**Document segment:**
------------------------------------------------------------------------
Each harvest is different in terms of grape ripeness, potential alcohol levels and natural acidity – so picking the right moment to harvest is essential.

A ripening observation network for the accurate timing of harvests.

Twice a week, just as the grapes start to change colour (véraison), samples are taken from some 450 control plots spread throughout the Champagne area. The selected clusters are then checked for rate of colour change; average weight; estimated sugar and total acidity content; also for any incidence of grey rot.

The results are transmitted the same day via internet, so allowing the Comité Champagne to establish reference values for each parcel of vines, together with mean average values (potential alcohol levels and natural acidity) for each department and grape variety.

A data summary is then notified to the technical officers concerned, starting with the regional heads of the AVC (Association Viticole Champenoise). This enables them to attend the pre-harvest meeting with a very clear idea of when picking should start in their respective communes.

It is the pulp that contains the organoleptic compounds and elements required for effervescence (sugar, acidity, etc); and only pulp alone can deliver the desired clear, pale juice, bearing in mind that 3/4 of Champagne wines are made from black grapes. Pulp extraction is specifically designed to avoid colouring or staining the musts when pressing black-skinned grapes.

Hence the need for manual picking, selecting whole, undamaged clusters that must remain that way right up to the point of pressing itself. The clusters are transported to the press house in purpose-made bins with drainage holes that allow any juice to escape, so preventing the berries from macerating in their own juice.

Manual picking remains the tradition in Champagne – the requirement for whole, undamaged grapes is the same today as it was in the 18th Century.

Pickers have roughly a three-week window in which to work – beyond that point the grapes will be past their best. Just to complicate matters, all Champagne grapes reach their peak of ripeness at about the same time.

Some 120,000 pickers work in teams (‘hordons’ in French) of four per hectare, of which nearly 100,000 are given bed and board by the Winegrowers and Champagne Houses.

Harvesting employs:

  • Pickers
  • Porters (of grape bins)
  • Loaders (of bins)
  • Loaders of bins onto trailers
  • Loading bay handlers
  • Drivers
  • Forklift truck operators
  • Press operators
  • Fermenting room operators
  • And Cooks

Maximum yield per hectare

Yield regulation

  • The harvest base yield fixed by the INAO is 10,400 kg/ha, revisable upwards or downwards depending on the quality and quantity of the yield but capped at 15,500 kg/ha for AOC production.
------------------------------------------------------------------------
**Supplied information:**
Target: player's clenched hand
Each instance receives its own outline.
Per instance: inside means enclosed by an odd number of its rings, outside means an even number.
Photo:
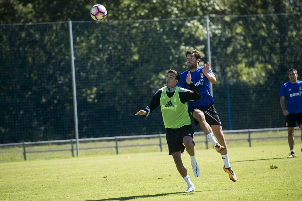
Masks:
[[[138,116],[139,115],[145,115],[147,114],[147,112],[143,110],[140,110],[135,114],[135,116]]]
[[[190,71],[188,71],[188,74],[187,75],[187,83],[190,84],[192,82],[191,78],[191,73]]]
[[[202,69],[202,72],[205,75],[206,75],[209,73],[209,70],[210,69],[210,62],[208,61],[207,62],[207,64],[204,64],[204,68]]]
------------------------------------------------------------------------
**Work request A:**
According to the Champagne harvest text, how many pickers are given bed and board by the Winegrowers and Champagne Houses?
**Work request B:**
Continue the Champagne harvest text from the point where it stops.
The records have nothing to do with the Champagne harvest text.

**Answer A:**
Nearly 100,000.

**Answer B:**
  • The rationale for capping yields lies in the high-density planting system in Champagne, with vines planted very close together (8,000 per hectare) to improve ripening and therefore quality. Limited juice extraction – just 102 litres of must per 160 kg of grapes – is a key part of this policy and brings the final yield to 66 hectolitres per hectare.

The full list of dates can be viewed here www.champagne.fr

IT’S HARVEST TIME IN CHAMPAGNE !

The 2011 Champagne harvest has begun and with a combination of early flowering, low rain levels in the spring and plenty of summer sun make it one of the earliest picking seasons since 1822, the Champagne Bureau said Friday.

Three grape varieties, Pinot Noir, Chardonnay and Pinot Meunier, are being harvested across the French region and weather forecasts are favorable for the next few days.

“As we celebrate another successful harvest from this unique region, we are reminded of the importance that location plays in every bottle of wine and renew our call on the United States to join the majority of the rest of the world in reserving the term Champagne only for wines made with grapes from this specific place,” said Sam Heitner, U.S. director of the Champagne Bureau.

“This year, the Comité Interprofessionnel du Vin de Champagne (CIVC), the region’s trade body, has raised the amount of grapes that can be harvested in a given area to 12,500 kilograms per hectare (kg/ha),” says Heitner. “They believe that this will keep Champagne on track to meet the growing demand. This is good news for Champagne enthusiasts everywhere, as more people will be able to enjoy real Champagne, which can only come from Champagne, France.”